▼

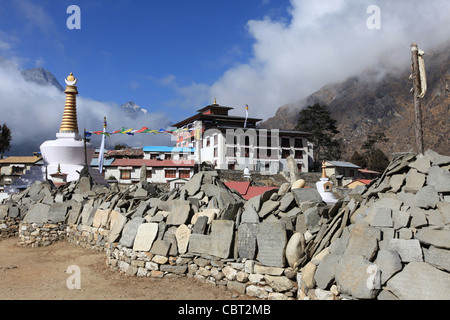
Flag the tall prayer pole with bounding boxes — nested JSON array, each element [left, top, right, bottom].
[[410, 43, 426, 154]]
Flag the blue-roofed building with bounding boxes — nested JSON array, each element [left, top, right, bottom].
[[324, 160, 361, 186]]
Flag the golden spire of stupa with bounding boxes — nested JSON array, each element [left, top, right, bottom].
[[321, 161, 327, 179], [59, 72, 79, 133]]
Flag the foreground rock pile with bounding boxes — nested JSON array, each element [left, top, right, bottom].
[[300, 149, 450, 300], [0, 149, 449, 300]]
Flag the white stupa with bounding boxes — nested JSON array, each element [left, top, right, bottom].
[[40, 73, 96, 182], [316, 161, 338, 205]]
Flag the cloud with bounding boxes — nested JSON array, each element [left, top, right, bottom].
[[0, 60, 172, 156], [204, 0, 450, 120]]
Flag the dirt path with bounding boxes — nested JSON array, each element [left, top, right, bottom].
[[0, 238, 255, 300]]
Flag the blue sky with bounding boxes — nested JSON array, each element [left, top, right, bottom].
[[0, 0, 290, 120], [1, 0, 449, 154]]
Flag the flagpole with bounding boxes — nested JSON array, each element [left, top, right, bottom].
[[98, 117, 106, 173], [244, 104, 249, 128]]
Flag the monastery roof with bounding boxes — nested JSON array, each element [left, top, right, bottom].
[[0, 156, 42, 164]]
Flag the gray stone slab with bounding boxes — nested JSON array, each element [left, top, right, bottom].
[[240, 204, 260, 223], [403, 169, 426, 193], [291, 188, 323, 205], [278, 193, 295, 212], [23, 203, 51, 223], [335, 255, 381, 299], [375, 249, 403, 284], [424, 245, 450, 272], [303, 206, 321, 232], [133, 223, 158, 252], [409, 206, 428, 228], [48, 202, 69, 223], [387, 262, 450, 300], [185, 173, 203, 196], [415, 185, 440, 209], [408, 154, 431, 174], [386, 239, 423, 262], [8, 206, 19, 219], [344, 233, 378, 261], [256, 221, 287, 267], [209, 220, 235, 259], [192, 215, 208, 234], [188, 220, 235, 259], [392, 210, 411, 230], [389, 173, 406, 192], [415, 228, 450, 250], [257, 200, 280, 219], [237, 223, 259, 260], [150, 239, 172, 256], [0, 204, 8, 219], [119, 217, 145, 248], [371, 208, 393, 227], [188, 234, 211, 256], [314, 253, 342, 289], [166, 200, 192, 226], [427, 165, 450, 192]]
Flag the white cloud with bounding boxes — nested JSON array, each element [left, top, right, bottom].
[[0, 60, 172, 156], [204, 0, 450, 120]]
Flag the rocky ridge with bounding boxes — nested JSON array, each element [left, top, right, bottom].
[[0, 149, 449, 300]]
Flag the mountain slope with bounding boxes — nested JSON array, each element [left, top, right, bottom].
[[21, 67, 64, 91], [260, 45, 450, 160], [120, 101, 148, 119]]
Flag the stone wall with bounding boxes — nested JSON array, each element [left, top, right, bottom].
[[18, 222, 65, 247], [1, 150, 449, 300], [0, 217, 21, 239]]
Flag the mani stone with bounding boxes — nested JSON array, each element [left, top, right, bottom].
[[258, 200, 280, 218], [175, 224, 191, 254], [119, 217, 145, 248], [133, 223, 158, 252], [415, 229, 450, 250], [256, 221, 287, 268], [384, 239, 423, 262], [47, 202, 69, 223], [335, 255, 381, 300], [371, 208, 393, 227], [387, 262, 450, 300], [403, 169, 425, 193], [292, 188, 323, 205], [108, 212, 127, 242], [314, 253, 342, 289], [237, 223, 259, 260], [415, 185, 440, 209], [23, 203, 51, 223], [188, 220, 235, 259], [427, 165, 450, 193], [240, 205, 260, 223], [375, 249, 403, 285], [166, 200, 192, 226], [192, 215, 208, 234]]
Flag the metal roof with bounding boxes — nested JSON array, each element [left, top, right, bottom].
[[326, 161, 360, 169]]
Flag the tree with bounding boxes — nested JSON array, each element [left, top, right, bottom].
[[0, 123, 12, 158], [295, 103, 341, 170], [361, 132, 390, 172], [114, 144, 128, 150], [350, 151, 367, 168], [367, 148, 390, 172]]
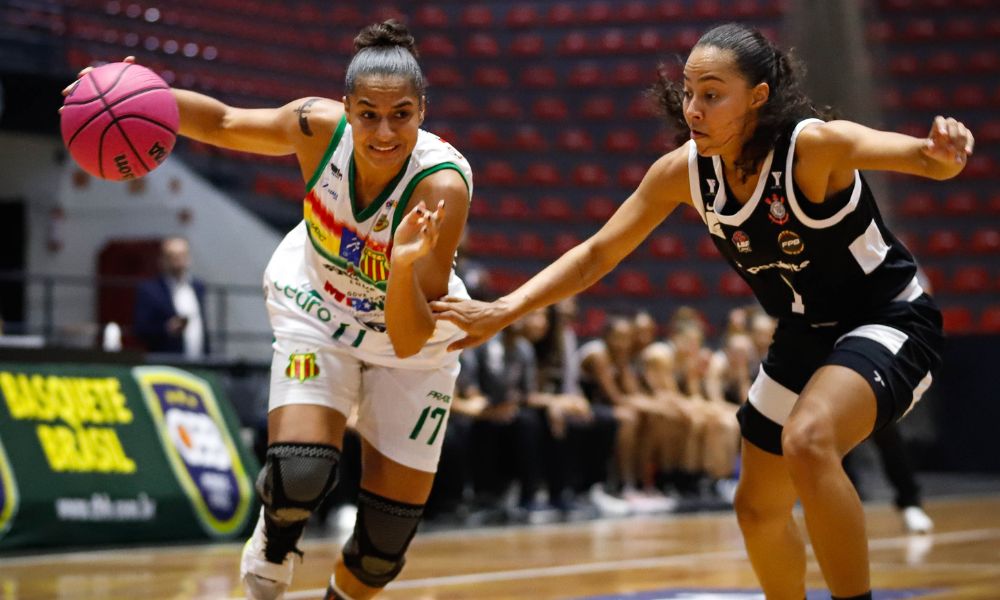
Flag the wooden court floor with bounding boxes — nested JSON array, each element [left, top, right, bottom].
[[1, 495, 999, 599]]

▲

▶ _Task objective_
Print the data exactly as written, dropping any images it holds.

▶ _Problem solution_
Flag the tall prayer pole with bounding boxes — nested JSON array, each element [left, top, right, bottom].
[[410, 43, 426, 154]]
Flag the blue-roofed building with bounding boxes — nested JSON array, each element [left, top, right, bottom].
[[324, 160, 361, 186]]
Flag the golden spire of stupa with bounding boxes — nested JSON array, each element [left, top, right, bottom].
[[321, 161, 327, 179], [59, 72, 79, 133]]
Flag the foreground rock pile with bounding boxes — nested JSON array, each element [left, top, right, bottom].
[[300, 149, 450, 300], [0, 149, 449, 300]]
Flag the white stupa with bounding boxes — nested JSON array, each element [left, top, right, bottom].
[[40, 73, 96, 182], [316, 161, 338, 205]]
Flag the cloud with bounding boxes — nested JSON array, each element [left, top, right, bottom].
[[0, 60, 172, 156], [204, 0, 450, 120]]
Flag the dirt path with bounding boxes — nested JSON array, each element [left, top, right, bottom].
[[0, 238, 255, 300]]
Flag the blue sky with bounding boxes — nested JSON array, each element [left, top, right, bottom].
[[0, 0, 290, 120], [1, 0, 449, 154]]
Flag the flagpole with bounding boxes — nested JSON array, each element [left, top, right, bottom].
[[98, 117, 106, 173], [244, 104, 249, 128]]
Flag the monastery roof with bounding boxes — nested JSON array, each element [left, top, right, bottom].
[[0, 156, 42, 164]]
Flag the gray stone slab with bounding boxes — nested JSON array, each element [left, top, right, bottom].
[[240, 204, 260, 223], [403, 169, 426, 193], [291, 188, 323, 205], [278, 193, 295, 212], [23, 203, 51, 223], [335, 255, 381, 299], [375, 249, 403, 284], [424, 245, 450, 272], [303, 206, 321, 232], [133, 223, 158, 252], [409, 206, 428, 228], [48, 202, 69, 223], [387, 262, 450, 300], [185, 173, 203, 196], [415, 185, 440, 209], [408, 154, 431, 174], [386, 239, 423, 262], [8, 206, 19, 219], [344, 233, 378, 261], [256, 221, 287, 267], [209, 220, 235, 259], [192, 215, 208, 234], [188, 220, 235, 259], [392, 210, 411, 230], [389, 173, 406, 192], [415, 228, 450, 250], [257, 200, 280, 219], [237, 223, 259, 260], [150, 239, 172, 256], [0, 204, 8, 219], [119, 217, 145, 248], [371, 208, 393, 227], [188, 234, 211, 256], [314, 253, 342, 289], [166, 200, 192, 226], [427, 165, 450, 192]]
Flag the white cloud with bounding boxes — nested JSON array, each element [left, top, right, bottom].
[[0, 60, 172, 156], [204, 0, 450, 120]]
Flag the rocky ridge with bounding boxes — nested JSON array, each element [left, top, right, bottom].
[[0, 149, 449, 300]]
Flag the mountain slope with bounding boxes — nested JSON array, each element [left, top, right, bottom].
[[21, 67, 64, 91], [260, 45, 450, 160], [120, 101, 148, 119]]
Flag the stone wall with bounding boxes — nested JSON array, each element [left, top, right, bottom].
[[18, 222, 65, 247], [1, 150, 449, 300], [0, 217, 21, 239]]
Flag the mani stone with bounding boxes — nested JSON array, each element [left, top, right, bottom].
[[258, 200, 280, 218], [175, 224, 191, 254], [119, 217, 145, 248], [133, 223, 158, 252], [415, 229, 450, 250], [256, 221, 287, 268], [384, 239, 423, 262], [47, 202, 69, 223], [335, 255, 381, 300], [371, 208, 393, 227], [387, 262, 450, 300], [403, 169, 425, 193], [292, 188, 323, 205], [108, 212, 127, 242], [314, 253, 342, 289], [237, 223, 259, 260], [415, 185, 440, 209], [23, 203, 51, 223], [188, 220, 235, 259], [427, 165, 450, 193], [240, 205, 260, 223], [375, 249, 403, 285], [166, 200, 192, 226], [192, 215, 208, 234]]
Flag the metal roof with bounding boxes — nested JSON array, each element [left, top, right, bottom].
[[326, 161, 360, 169]]
Flag the tree with bounding boxes — nested JSON array, each element [left, top, right, bottom].
[[0, 123, 12, 158], [295, 103, 341, 170], [361, 132, 390, 172], [114, 144, 128, 150], [350, 151, 367, 168], [367, 148, 390, 172]]
Flag the wooden court floor with bounding boxes — nested JSON array, each element [left, top, right, bottom].
[[1, 495, 999, 599]]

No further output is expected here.